* start Document segment *
In New York, in 1999, he's extending the thought. "A belief system is merely a personal support system really. It's up to me to construct one that isn't carved in stone, that may change overnight.

"My songs do that. That's the feedback I get from people who listen to the stuff. Their readings of it, especially of the earlier work, is that it was an accompaniment to their lives, and maybe got them through periods where they were trying to orientate themselves socially and all that. They often found the music helpful in that way. And that's great; I feel good about that.

"Though I don't feel bad if it doesn't serve any purpose. It could just be decorative. I don't care - I just like doing the stuff!

"Everyone views everything - past, future and present - in a different way. So I've always been intimidated by this idea of absolutes. There can only be one person's absolute, one person's end result, one person's history. Sir Thomas More, poor old thing, went to the block for his absolute belief in the Catholic church. Now I have great admiration for a man sticking to his guns, but on the other hand... he really shouldn't've done that! 'Have you thought about Buddhism, Mr More? Protestantism? Same deal without the ritual?' I'm not saying we don't have a moral duty, or should relinquish all responsibility. We are intelligent animals and we can quite simply see that it's not right to hurt others. That comes through a consensus of behaviour and opinion, I guess. But we don't have to feel that if we don't do right we'll go to some strange place... without flames, apparently."

Without flames?

"Last week The Vatican issued a... whatever it is they issue... one of their issues... saying, hold the front page! There are no flames! There is no Hell! And likewise, there are no angels with white wings. Which is a brave step for them. After all this time."

What made them cave in?

"An edict! That's it - a Papal edict! That's what they issued. Um, I guess they feel all that might be a little dated. That image of Heaven and Hell in those figurative pictorial terms. Didn't it work well for them though, eh? That got them right in the confessionals. Giving up everything for that very well-run organisation. So anyway, poor fucking Thomas More is, like, wait, whaddya mean?! There's no Hell?!"
* end Document segment *
### [To be done]
1. Answer these questions using the interview excerpt above.
(a) In what city and year is the speaker extending the thought?
(b) According to the speaker, what did Sir Thomas More go to the block for?
(c) What does the speaker finally name as the thing the Vatican issued?
2. Carry the interview excerpt above forward, starting after its final line.
The items that follow come from a separate source and are unrelated to the interview excerpt.
* start Dataset content *
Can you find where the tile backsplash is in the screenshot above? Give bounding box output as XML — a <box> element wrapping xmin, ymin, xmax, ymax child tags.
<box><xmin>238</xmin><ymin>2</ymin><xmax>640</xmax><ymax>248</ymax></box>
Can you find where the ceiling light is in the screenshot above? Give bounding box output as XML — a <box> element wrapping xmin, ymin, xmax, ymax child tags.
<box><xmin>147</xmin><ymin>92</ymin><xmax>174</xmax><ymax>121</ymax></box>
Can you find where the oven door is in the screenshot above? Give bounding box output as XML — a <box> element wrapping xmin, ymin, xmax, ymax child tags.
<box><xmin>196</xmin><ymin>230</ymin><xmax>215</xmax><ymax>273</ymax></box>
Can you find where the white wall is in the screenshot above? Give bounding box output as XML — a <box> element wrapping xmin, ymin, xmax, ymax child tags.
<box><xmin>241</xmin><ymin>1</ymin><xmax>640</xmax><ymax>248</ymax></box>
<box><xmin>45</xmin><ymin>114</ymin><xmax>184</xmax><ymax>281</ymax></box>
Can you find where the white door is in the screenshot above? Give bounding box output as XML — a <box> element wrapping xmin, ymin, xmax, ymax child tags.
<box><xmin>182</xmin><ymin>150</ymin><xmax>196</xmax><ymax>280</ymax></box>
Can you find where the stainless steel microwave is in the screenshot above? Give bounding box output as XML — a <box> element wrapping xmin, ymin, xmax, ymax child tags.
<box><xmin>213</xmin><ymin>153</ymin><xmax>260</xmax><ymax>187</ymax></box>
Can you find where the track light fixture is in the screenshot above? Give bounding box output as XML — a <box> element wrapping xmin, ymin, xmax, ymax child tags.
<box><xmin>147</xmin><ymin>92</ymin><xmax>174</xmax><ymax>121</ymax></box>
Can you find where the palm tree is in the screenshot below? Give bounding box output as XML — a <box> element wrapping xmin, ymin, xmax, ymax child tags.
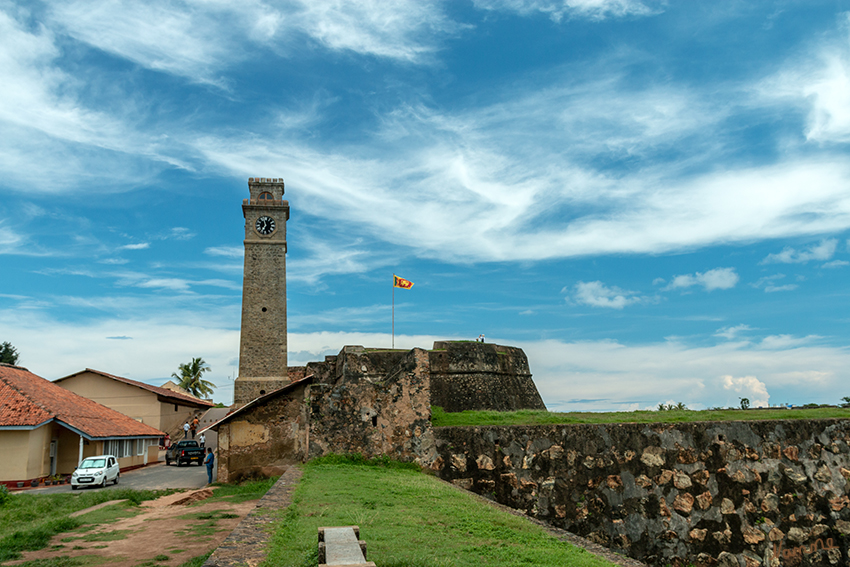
<box><xmin>171</xmin><ymin>358</ymin><xmax>216</xmax><ymax>398</ymax></box>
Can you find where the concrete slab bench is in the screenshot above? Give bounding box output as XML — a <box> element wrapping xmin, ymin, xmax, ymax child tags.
<box><xmin>319</xmin><ymin>526</ymin><xmax>375</xmax><ymax>567</ymax></box>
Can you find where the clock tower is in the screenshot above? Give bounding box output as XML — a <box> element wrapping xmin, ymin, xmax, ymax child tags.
<box><xmin>233</xmin><ymin>177</ymin><xmax>289</xmax><ymax>407</ymax></box>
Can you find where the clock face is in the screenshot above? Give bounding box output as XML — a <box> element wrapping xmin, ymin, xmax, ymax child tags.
<box><xmin>254</xmin><ymin>217</ymin><xmax>274</xmax><ymax>234</ymax></box>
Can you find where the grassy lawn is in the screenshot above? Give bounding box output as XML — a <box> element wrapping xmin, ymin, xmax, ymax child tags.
<box><xmin>261</xmin><ymin>456</ymin><xmax>612</xmax><ymax>567</ymax></box>
<box><xmin>0</xmin><ymin>489</ymin><xmax>169</xmax><ymax>562</ymax></box>
<box><xmin>431</xmin><ymin>406</ymin><xmax>850</xmax><ymax>427</ymax></box>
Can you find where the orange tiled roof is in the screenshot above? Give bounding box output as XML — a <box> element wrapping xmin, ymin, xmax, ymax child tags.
<box><xmin>0</xmin><ymin>363</ymin><xmax>165</xmax><ymax>439</ymax></box>
<box><xmin>54</xmin><ymin>368</ymin><xmax>215</xmax><ymax>407</ymax></box>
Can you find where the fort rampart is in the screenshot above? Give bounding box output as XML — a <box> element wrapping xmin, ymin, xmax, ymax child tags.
<box><xmin>431</xmin><ymin>420</ymin><xmax>850</xmax><ymax>567</ymax></box>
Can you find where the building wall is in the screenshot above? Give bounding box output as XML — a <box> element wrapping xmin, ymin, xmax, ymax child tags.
<box><xmin>216</xmin><ymin>384</ymin><xmax>309</xmax><ymax>482</ymax></box>
<box><xmin>432</xmin><ymin>420</ymin><xmax>850</xmax><ymax>567</ymax></box>
<box><xmin>26</xmin><ymin>423</ymin><xmax>53</xmax><ymax>478</ymax></box>
<box><xmin>56</xmin><ymin>372</ymin><xmax>162</xmax><ymax>430</ymax></box>
<box><xmin>308</xmin><ymin>347</ymin><xmax>435</xmax><ymax>462</ymax></box>
<box><xmin>0</xmin><ymin>426</ymin><xmax>35</xmax><ymax>480</ymax></box>
<box><xmin>212</xmin><ymin>347</ymin><xmax>436</xmax><ymax>482</ymax></box>
<box><xmin>53</xmin><ymin>423</ymin><xmax>85</xmax><ymax>474</ymax></box>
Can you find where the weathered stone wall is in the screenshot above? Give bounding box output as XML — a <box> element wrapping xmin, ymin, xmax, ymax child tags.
<box><xmin>217</xmin><ymin>384</ymin><xmax>309</xmax><ymax>482</ymax></box>
<box><xmin>309</xmin><ymin>346</ymin><xmax>435</xmax><ymax>462</ymax></box>
<box><xmin>432</xmin><ymin>420</ymin><xmax>850</xmax><ymax>567</ymax></box>
<box><xmin>430</xmin><ymin>341</ymin><xmax>546</xmax><ymax>412</ymax></box>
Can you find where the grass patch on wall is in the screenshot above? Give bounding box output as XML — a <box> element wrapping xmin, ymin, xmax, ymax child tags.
<box><xmin>431</xmin><ymin>406</ymin><xmax>850</xmax><ymax>427</ymax></box>
<box><xmin>262</xmin><ymin>456</ymin><xmax>612</xmax><ymax>567</ymax></box>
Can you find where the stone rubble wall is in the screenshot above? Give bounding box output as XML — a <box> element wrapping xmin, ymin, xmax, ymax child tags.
<box><xmin>431</xmin><ymin>420</ymin><xmax>850</xmax><ymax>567</ymax></box>
<box><xmin>308</xmin><ymin>347</ymin><xmax>435</xmax><ymax>462</ymax></box>
<box><xmin>430</xmin><ymin>341</ymin><xmax>546</xmax><ymax>412</ymax></box>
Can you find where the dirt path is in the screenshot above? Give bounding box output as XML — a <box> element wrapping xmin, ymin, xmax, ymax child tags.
<box><xmin>4</xmin><ymin>489</ymin><xmax>257</xmax><ymax>567</ymax></box>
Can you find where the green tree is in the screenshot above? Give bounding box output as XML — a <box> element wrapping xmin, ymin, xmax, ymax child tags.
<box><xmin>171</xmin><ymin>358</ymin><xmax>216</xmax><ymax>398</ymax></box>
<box><xmin>0</xmin><ymin>341</ymin><xmax>20</xmax><ymax>364</ymax></box>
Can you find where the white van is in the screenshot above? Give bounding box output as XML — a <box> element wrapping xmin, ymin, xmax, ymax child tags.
<box><xmin>71</xmin><ymin>455</ymin><xmax>121</xmax><ymax>490</ymax></box>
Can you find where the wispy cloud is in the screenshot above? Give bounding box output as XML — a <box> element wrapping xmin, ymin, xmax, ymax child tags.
<box><xmin>568</xmin><ymin>281</ymin><xmax>645</xmax><ymax>309</ymax></box>
<box><xmin>204</xmin><ymin>246</ymin><xmax>245</xmax><ymax>258</ymax></box>
<box><xmin>759</xmin><ymin>12</ymin><xmax>850</xmax><ymax>143</ymax></box>
<box><xmin>761</xmin><ymin>238</ymin><xmax>838</xmax><ymax>264</ymax></box>
<box><xmin>49</xmin><ymin>0</ymin><xmax>465</xmax><ymax>84</ymax></box>
<box><xmin>714</xmin><ymin>325</ymin><xmax>753</xmax><ymax>340</ymax></box>
<box><xmin>474</xmin><ymin>0</ymin><xmax>663</xmax><ymax>22</ymax></box>
<box><xmin>750</xmin><ymin>274</ymin><xmax>799</xmax><ymax>293</ymax></box>
<box><xmin>664</xmin><ymin>268</ymin><xmax>740</xmax><ymax>291</ymax></box>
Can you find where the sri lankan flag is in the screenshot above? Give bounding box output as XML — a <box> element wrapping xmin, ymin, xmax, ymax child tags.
<box><xmin>393</xmin><ymin>274</ymin><xmax>413</xmax><ymax>289</ymax></box>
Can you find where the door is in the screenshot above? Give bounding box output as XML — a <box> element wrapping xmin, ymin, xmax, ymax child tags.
<box><xmin>50</xmin><ymin>439</ymin><xmax>57</xmax><ymax>476</ymax></box>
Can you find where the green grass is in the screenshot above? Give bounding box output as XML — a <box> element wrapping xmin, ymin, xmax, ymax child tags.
<box><xmin>8</xmin><ymin>555</ymin><xmax>107</xmax><ymax>567</ymax></box>
<box><xmin>180</xmin><ymin>549</ymin><xmax>215</xmax><ymax>567</ymax></box>
<box><xmin>261</xmin><ymin>457</ymin><xmax>612</xmax><ymax>567</ymax></box>
<box><xmin>0</xmin><ymin>489</ymin><xmax>173</xmax><ymax>562</ymax></box>
<box><xmin>62</xmin><ymin>530</ymin><xmax>133</xmax><ymax>542</ymax></box>
<box><xmin>431</xmin><ymin>406</ymin><xmax>850</xmax><ymax>427</ymax></box>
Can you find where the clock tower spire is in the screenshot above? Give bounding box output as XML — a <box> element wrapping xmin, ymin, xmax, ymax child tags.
<box><xmin>233</xmin><ymin>177</ymin><xmax>289</xmax><ymax>407</ymax></box>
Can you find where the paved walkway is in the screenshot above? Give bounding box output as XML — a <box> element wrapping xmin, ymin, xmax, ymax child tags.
<box><xmin>203</xmin><ymin>466</ymin><xmax>301</xmax><ymax>567</ymax></box>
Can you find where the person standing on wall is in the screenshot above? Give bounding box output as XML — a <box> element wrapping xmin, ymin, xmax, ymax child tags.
<box><xmin>204</xmin><ymin>447</ymin><xmax>215</xmax><ymax>484</ymax></box>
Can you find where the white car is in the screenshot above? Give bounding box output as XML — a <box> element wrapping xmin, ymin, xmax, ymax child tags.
<box><xmin>71</xmin><ymin>455</ymin><xmax>121</xmax><ymax>490</ymax></box>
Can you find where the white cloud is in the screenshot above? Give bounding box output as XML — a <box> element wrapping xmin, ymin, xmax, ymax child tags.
<box><xmin>764</xmin><ymin>284</ymin><xmax>800</xmax><ymax>293</ymax></box>
<box><xmin>761</xmin><ymin>238</ymin><xmax>838</xmax><ymax>264</ymax></box>
<box><xmin>664</xmin><ymin>268</ymin><xmax>740</xmax><ymax>291</ymax></box>
<box><xmin>573</xmin><ymin>281</ymin><xmax>643</xmax><ymax>309</ymax></box>
<box><xmin>714</xmin><ymin>325</ymin><xmax>753</xmax><ymax>340</ymax></box>
<box><xmin>721</xmin><ymin>375</ymin><xmax>770</xmax><ymax>408</ymax></box>
<box><xmin>520</xmin><ymin>338</ymin><xmax>850</xmax><ymax>411</ymax></box>
<box><xmin>204</xmin><ymin>246</ymin><xmax>245</xmax><ymax>258</ymax></box>
<box><xmin>760</xmin><ymin>12</ymin><xmax>850</xmax><ymax>143</ymax></box>
<box><xmin>50</xmin><ymin>0</ymin><xmax>464</xmax><ymax>82</ymax></box>
<box><xmin>750</xmin><ymin>274</ymin><xmax>805</xmax><ymax>293</ymax></box>
<box><xmin>473</xmin><ymin>0</ymin><xmax>661</xmax><ymax>22</ymax></box>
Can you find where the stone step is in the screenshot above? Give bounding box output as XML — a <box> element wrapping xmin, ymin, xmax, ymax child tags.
<box><xmin>319</xmin><ymin>526</ymin><xmax>375</xmax><ymax>567</ymax></box>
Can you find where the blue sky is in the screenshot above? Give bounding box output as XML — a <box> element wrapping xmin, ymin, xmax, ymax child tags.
<box><xmin>0</xmin><ymin>0</ymin><xmax>850</xmax><ymax>410</ymax></box>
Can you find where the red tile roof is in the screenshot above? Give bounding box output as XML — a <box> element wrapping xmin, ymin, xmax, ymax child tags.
<box><xmin>0</xmin><ymin>363</ymin><xmax>165</xmax><ymax>439</ymax></box>
<box><xmin>53</xmin><ymin>368</ymin><xmax>215</xmax><ymax>407</ymax></box>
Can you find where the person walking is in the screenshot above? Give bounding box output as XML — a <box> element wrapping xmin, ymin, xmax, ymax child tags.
<box><xmin>204</xmin><ymin>447</ymin><xmax>215</xmax><ymax>484</ymax></box>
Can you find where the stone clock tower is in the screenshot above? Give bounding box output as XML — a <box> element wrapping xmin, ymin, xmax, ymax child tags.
<box><xmin>233</xmin><ymin>177</ymin><xmax>289</xmax><ymax>407</ymax></box>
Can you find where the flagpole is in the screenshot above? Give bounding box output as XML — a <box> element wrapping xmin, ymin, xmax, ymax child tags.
<box><xmin>392</xmin><ymin>274</ymin><xmax>395</xmax><ymax>349</ymax></box>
* end Dataset content *
### [Final results]
1.
(a) New York, in 1999.
(b) His absolute belief in the Catholic church.
(c) A Papal edict.

2.
D'oh! I say, doing the Homer Simpson thing.

"D'oh!" says David Bowie, doing the Homer Simpson thing.


Hours..., the title of which he admits involves some "obvious double punning" and reflects "a vague notion of being songs of a generation", is pretty damn good. It's smooth, with nice flashes of stress and disturbance. It's subtle, seductive, and under-sung.

"Yes, I hope the vocals aren't mannered. I was trying to keep them... reasonable. I was trying to not try too hard. It's not like, 'Hey, I'm a professional singer!' I wanted to approach them just like a bloke. To give them a feeling of: anybody could sing these songs, they're not difficult."

The album was originally to be called The Dreamers (title of the closing track), until the millennial Mick Ronson, Reeves Gabrels, said, "As in Freddie And...?" At which point Bowie thought, Ah, we'll drop that idea, then. "You see what I had to contend with in Tin Machine?"

Seems like he's a grounding influence.

"Yeah," he guffaws, too cool to even relish the impact of this next bit: "And you don't really need that when you're a genius."

The lyrics to another track, What's Really Happening, were chosen from fans' entries to a Bowienet competition. The opener and first single, Thursday's Child, begins: "All of my life I've tried so hard / Doing my best with what I had / Nothing much happened all the same." Yet you, I suggest, have never appeared to sweat or strain...

"I'm supposed to say, 'Ah, but that's the secret of stagecraft!' But no, I don't find it particularly hard - the guy in the song's had a tough life, though. He's a teeth-grinding, I'll-get-this-job-done guy. But, right, it's not a dogged labour for me: I do work hard, but it comes easily."

Pretty Things Are Going To Hell is a goldmine of a title for Bowiephiles - references to Oh! You Pretty Things, the band The Pretty Things as honoured on Pin Ups, Iggy's Your Pretty Face Is Going To Hell? All of the above?

"Obviously, I'm aware of those... I think these are tough times. It's a tough period to live in. And I was thinking of that Evelyn Waugh idea of the bright young things, the pretty things... I think their day is numbered. So I thought, well, let's close them off. They wore it well but they did wear themselves out, y'know, there's not much room for that now. It's a very serious little world."

They? Meaning who? Pop culture peacocks with a brand new dance?

"Hmmm... yes, why not. Yes, the flighty silly ones will be smacked down by the flyswatter."


Bowie doesn't think he'll ever write an autobiography. Doesn't feel the compulsion, and dislikes most books about him. Will people still remember you in twenty, thirty years' time? By which I mean: will they remember rock stars, pop music?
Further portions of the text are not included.